**Coordinate annotation records**

------------------------

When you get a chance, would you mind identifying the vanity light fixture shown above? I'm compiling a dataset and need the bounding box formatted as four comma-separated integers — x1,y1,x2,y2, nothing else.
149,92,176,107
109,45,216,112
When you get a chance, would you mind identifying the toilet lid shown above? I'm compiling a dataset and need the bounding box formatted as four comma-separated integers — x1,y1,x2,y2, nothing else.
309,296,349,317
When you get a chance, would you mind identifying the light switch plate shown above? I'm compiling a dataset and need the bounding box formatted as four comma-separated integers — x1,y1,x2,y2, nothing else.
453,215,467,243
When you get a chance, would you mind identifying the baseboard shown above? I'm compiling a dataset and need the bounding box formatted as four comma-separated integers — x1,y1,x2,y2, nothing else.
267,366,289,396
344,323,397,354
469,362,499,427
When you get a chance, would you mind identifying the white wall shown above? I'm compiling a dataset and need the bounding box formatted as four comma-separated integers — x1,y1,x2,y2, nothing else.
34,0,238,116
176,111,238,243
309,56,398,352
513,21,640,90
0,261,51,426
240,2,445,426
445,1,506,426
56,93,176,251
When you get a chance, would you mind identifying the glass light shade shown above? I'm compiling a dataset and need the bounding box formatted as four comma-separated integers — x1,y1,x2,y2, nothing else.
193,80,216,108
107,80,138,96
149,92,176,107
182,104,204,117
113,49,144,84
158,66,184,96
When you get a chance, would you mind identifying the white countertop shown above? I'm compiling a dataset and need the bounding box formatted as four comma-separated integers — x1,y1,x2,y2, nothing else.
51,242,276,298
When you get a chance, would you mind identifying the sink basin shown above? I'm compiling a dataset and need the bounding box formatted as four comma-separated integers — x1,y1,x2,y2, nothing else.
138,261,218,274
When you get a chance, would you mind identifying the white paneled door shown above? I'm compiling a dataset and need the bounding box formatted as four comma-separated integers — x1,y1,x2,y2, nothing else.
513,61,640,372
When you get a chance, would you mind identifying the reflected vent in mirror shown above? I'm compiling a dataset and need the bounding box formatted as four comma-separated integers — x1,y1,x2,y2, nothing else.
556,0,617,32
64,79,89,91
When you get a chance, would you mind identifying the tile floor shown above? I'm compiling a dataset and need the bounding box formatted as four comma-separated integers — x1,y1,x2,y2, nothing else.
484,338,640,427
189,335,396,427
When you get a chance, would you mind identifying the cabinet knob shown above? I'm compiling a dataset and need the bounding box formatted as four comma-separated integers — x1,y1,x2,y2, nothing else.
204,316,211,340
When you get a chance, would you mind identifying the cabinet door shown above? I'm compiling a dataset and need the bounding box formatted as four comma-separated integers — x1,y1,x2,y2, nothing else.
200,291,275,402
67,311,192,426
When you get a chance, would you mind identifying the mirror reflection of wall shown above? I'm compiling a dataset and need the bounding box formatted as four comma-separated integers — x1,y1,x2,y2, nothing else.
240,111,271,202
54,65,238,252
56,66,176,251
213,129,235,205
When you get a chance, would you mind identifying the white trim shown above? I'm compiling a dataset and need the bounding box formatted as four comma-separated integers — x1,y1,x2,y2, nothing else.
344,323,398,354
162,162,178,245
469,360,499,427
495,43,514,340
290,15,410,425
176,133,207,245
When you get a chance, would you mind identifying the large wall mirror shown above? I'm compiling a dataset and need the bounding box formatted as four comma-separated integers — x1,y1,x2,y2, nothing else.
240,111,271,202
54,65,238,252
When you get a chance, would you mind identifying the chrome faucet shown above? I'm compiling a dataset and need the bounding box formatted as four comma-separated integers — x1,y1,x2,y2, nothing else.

------------------------

**Task requirements**
Copy the lines of the records above verbatim, starting at the line containing "the white wall" and ending at the line containing "158,66,184,96", both included.

**Finished answer**
When you get a chance, would you mind identifying the white wall shown above? I'm compiling a dataset and need the bounding box formatted as four comma-separated integers — x1,y1,x2,y2, nothing else.
34,0,238,116
176,111,238,243
309,56,398,352
513,21,640,90
0,261,51,426
240,2,445,426
445,1,506,426
56,93,176,251
When you get a chance, would you mind identifying the glass light shade shown above? I'm compiling a dataset and need the bounding box formatted as four comma-separated integers — x1,y1,x2,y2, nothing else.
193,80,216,108
107,80,138,96
149,92,176,107
182,104,204,117
113,49,144,84
158,66,184,96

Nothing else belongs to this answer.